* **Task A**
From the excerpt about the agent platform, list in order the steps that the loop draining the pre-approved queue performs end to end.
* **Task B**
Write a continuation of the excerpt about the agent platform, picking up right after its final sentence on JobFoundry.

* **Selected excerpt**
⁂

The runtime stitches these into ordered context layers and records a hashes-only manifest for every run — never raw prompt, memory, inbox, or tool-result content. Profiles, grants, and memory are never mutated autonomously; risky changes are staged as review cards and applied only with explicit approval.
A standing ProjectManager agent watches for new work, keeps a clean machine-readable backlog, and posts a live coordination board to chat only when something has actually changed — no busywork pings.
The few questions that genuinely need a human are surfaced as decision threads, answered in plain language, and distilled into a structured decision behind a single confirm button. Two execution loops do the rest: one drains the pre-approved queue end to end — branch, merge, deploy, smoke-test, close — and a diagnosis loop investigates open questions and routes each to its real next step. A hard safety fence means nothing risky ever ships without an explicit decision on record, and a scoping instruction is never a license to ship.
JobFoundry is the platform's job orchestration layer, built straight on top of Postgres instead of a third-party workflow engine.

⁂

* **Material shown**
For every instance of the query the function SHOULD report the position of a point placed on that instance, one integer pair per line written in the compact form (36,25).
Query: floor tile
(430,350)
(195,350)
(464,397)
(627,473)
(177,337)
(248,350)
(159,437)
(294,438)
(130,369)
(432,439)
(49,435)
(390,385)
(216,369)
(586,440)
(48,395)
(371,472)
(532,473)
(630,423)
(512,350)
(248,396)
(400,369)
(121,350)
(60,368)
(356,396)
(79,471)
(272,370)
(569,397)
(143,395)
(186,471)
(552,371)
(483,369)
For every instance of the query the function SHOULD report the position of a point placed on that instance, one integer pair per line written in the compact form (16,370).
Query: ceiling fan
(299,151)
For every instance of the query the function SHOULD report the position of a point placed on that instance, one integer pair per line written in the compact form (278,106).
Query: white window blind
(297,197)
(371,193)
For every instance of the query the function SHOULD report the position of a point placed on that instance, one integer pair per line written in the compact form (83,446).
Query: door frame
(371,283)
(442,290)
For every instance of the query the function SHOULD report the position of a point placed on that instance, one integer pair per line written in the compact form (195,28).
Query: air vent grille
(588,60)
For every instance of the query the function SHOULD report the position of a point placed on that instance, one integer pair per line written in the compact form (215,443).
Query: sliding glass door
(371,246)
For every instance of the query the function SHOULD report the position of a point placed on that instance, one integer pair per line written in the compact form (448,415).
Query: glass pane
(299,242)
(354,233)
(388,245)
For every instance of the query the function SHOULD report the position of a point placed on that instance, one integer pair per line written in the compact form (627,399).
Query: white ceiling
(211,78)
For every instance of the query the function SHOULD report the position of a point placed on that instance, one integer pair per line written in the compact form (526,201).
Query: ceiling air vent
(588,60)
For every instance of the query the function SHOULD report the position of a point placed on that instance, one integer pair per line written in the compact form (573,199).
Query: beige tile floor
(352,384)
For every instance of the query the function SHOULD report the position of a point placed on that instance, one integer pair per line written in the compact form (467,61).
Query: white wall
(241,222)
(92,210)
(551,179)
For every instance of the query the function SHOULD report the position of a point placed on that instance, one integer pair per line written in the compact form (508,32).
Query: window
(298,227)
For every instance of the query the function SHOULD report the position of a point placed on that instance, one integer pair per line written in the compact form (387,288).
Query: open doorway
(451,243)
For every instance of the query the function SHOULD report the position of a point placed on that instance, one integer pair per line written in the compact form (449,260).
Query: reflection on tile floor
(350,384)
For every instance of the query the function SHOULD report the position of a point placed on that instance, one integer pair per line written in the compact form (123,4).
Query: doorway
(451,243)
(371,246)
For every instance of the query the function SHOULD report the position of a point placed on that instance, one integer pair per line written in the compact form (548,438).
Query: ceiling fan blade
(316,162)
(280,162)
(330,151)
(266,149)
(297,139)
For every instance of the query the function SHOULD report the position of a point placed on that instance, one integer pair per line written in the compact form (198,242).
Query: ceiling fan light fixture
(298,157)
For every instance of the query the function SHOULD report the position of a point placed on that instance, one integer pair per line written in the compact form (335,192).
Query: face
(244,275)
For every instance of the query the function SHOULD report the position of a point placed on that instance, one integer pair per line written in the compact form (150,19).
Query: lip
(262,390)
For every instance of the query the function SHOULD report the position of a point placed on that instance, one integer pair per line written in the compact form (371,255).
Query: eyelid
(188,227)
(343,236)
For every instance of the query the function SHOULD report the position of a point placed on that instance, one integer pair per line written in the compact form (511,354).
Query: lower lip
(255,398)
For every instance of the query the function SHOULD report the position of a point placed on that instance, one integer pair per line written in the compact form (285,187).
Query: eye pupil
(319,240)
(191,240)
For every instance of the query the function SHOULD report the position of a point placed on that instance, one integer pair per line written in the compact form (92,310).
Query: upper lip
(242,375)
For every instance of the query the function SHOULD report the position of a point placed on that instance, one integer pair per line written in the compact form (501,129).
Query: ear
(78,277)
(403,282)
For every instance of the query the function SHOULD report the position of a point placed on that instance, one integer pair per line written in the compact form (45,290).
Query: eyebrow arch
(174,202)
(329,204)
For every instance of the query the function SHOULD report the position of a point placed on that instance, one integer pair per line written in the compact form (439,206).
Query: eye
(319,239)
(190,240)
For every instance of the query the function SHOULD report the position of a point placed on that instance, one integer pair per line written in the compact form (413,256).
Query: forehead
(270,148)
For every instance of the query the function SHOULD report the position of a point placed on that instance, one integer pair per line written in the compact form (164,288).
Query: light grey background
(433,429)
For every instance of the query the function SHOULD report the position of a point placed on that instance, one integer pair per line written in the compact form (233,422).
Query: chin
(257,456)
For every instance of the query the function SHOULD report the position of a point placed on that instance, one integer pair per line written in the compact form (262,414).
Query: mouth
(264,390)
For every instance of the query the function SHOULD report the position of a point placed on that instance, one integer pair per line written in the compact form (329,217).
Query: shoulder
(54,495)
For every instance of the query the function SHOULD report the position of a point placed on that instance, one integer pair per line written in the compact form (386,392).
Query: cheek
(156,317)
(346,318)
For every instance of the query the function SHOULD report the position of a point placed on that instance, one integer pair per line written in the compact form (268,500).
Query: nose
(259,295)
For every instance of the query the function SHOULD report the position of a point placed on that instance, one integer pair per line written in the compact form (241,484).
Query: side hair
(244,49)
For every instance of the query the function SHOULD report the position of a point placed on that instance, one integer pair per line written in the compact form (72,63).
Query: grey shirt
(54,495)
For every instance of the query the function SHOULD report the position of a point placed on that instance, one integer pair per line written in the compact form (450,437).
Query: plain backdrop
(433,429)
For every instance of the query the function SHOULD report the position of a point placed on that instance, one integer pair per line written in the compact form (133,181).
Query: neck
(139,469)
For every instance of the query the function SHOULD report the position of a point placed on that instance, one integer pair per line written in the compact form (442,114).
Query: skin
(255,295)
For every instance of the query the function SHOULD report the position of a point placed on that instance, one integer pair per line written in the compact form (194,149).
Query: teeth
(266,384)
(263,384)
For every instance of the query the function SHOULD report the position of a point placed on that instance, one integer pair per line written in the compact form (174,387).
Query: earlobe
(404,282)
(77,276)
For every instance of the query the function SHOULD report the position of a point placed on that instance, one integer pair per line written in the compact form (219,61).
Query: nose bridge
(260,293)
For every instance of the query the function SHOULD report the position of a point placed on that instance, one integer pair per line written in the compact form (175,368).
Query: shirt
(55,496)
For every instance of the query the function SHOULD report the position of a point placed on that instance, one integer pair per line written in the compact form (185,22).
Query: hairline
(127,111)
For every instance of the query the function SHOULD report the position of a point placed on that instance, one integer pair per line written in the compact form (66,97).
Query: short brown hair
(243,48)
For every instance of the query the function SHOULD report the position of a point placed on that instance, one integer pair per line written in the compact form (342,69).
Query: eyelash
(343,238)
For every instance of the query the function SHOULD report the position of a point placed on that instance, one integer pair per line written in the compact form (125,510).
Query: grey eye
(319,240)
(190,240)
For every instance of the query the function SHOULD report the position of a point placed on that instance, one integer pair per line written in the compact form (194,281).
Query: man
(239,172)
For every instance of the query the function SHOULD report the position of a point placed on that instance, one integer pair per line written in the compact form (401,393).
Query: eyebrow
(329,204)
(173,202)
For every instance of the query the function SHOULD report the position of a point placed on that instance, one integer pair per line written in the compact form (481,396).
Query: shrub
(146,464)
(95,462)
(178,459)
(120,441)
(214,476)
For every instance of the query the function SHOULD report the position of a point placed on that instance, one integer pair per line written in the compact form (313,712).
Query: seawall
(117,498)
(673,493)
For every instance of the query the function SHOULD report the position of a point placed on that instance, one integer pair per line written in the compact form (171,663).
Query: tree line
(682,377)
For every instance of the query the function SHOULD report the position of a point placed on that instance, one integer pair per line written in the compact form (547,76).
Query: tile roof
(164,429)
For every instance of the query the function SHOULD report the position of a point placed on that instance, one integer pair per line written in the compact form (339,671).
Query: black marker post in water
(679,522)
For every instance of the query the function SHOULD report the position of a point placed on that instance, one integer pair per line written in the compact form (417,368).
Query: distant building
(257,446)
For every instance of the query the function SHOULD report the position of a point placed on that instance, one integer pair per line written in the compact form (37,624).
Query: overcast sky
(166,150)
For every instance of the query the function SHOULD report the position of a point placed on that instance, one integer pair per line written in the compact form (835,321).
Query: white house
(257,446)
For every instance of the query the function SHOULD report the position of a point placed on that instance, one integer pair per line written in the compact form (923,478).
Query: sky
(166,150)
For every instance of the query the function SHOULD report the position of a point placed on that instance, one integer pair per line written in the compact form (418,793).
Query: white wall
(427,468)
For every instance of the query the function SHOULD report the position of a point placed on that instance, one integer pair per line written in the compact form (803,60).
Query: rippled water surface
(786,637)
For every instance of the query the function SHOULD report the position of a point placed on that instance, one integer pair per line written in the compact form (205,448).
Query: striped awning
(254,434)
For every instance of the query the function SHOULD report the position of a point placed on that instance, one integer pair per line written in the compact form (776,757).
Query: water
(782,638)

⁂

* **Output A**
branch, merge, deploy, smoke-test, close

* **Output B**
Every job type lives in one registry contract — owner, queue lane, retry policy, schedule, lifecycle — with a build-time gate that refuses to let the code and the database drift apart. Every job run moves through a formal lifecycle: workers claim a lease, heartbeat while they work, back off and retry on recoverable failures, and a crashed worker's work automatically requeues. Dead-lettered jobs wait safely for an explicit, approval-gated retry. Operators get clean read-only views into queues, workers, schedules, and a sanitized event feed — never raw payloads. It went fully live across the worker fleet at the end of May 2026.
It started as a refusal to keep paying per token, and grew into a standing platform: a lakehouse of seventy-seven personal data sources, a local model gateway, a roster of nine agents that reason over it, and the self-management machinery — a project office and a Postgres-native job orchestrator — that keeps the whole thing advancing without a human babysitting each step. Every piece runs on hardware in a closet, and the marginal cost of the next idea is still zero.